* Excerpted passage
From: Phillip Susi <psusi@cfl.rr.com>
To: Jon Smirl <jonsmirl@gmail.com>
Cc: lkml <linux-kernel@vger.kernel.org>
Subject: Re: sendfile() with 100 simultaneous 100MB files
Date: Fri, 20 Jan 2006 22:52:33 -0500 [thread overview]
Message-ID: <43D1B001.4010707@cfl.rr.com> (raw)
In-Reply-To: <9e4733910601201353g36284133xf68c4f6eae1344b4@mail.gmail.com>
I took a look at that article, and well, it looks a bit off to me. I
looked at the code it refered to and it mmap's the file and optionally
copies from the map to a private buffer before writing to the socket.
The double buffering that is enabled by LOCAL_BUFFERING is a complete
and total waste of both cpu and ram. There is no reason to allocate
more ram and waste more cpu cycles to make a second copy of the data
before passing it to the network layer. The mmap and madvice though, is
a good idea, and I imagine it is causing the kernel to perform large
block readahead.

* About this exercise
In the mailing list reply about sendfile(), what does the writer call a complete and total waste of both cpu and ram? The material that comes next is from a separate source.

* Available data
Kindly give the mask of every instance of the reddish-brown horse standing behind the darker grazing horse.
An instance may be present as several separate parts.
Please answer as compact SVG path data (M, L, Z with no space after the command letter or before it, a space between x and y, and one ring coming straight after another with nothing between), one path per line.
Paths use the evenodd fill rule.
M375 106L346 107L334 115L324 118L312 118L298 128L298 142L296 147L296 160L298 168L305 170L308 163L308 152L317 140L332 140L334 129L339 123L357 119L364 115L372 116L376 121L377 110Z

...

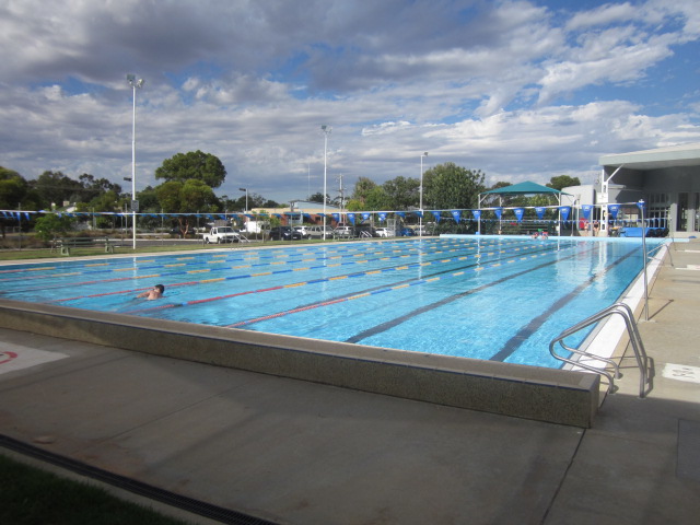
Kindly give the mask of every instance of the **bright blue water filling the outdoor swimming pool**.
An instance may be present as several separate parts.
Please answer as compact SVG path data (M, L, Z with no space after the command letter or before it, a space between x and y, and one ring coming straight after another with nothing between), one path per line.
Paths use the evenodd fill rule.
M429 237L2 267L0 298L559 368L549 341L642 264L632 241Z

---

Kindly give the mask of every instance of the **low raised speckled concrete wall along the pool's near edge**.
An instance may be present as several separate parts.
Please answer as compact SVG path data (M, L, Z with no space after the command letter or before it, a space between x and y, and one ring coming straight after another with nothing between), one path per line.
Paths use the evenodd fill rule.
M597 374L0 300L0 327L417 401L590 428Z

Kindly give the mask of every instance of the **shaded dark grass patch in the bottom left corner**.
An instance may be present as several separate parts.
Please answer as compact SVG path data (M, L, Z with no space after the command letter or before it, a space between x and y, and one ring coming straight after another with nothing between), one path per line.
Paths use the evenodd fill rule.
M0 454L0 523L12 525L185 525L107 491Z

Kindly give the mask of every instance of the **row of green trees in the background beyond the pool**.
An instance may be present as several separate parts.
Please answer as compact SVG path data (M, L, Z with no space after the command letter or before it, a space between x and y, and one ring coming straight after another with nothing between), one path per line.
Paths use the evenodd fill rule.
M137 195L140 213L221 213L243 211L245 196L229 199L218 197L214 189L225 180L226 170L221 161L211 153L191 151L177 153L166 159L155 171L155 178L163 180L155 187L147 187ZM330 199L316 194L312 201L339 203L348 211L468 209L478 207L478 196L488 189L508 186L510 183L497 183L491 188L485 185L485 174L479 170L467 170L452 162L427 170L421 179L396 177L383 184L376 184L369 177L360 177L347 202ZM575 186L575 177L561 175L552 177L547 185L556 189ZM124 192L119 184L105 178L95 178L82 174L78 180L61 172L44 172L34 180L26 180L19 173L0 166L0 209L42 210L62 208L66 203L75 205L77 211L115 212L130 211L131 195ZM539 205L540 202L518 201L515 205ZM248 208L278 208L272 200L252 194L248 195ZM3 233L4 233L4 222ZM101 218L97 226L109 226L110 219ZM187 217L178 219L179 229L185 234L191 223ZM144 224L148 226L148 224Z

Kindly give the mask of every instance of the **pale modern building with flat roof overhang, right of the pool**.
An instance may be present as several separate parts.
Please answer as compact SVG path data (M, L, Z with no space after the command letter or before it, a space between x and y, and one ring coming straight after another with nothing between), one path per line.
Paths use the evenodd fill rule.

* Solved exercise
The double buffering enabled by LOCAL_BUFFERING.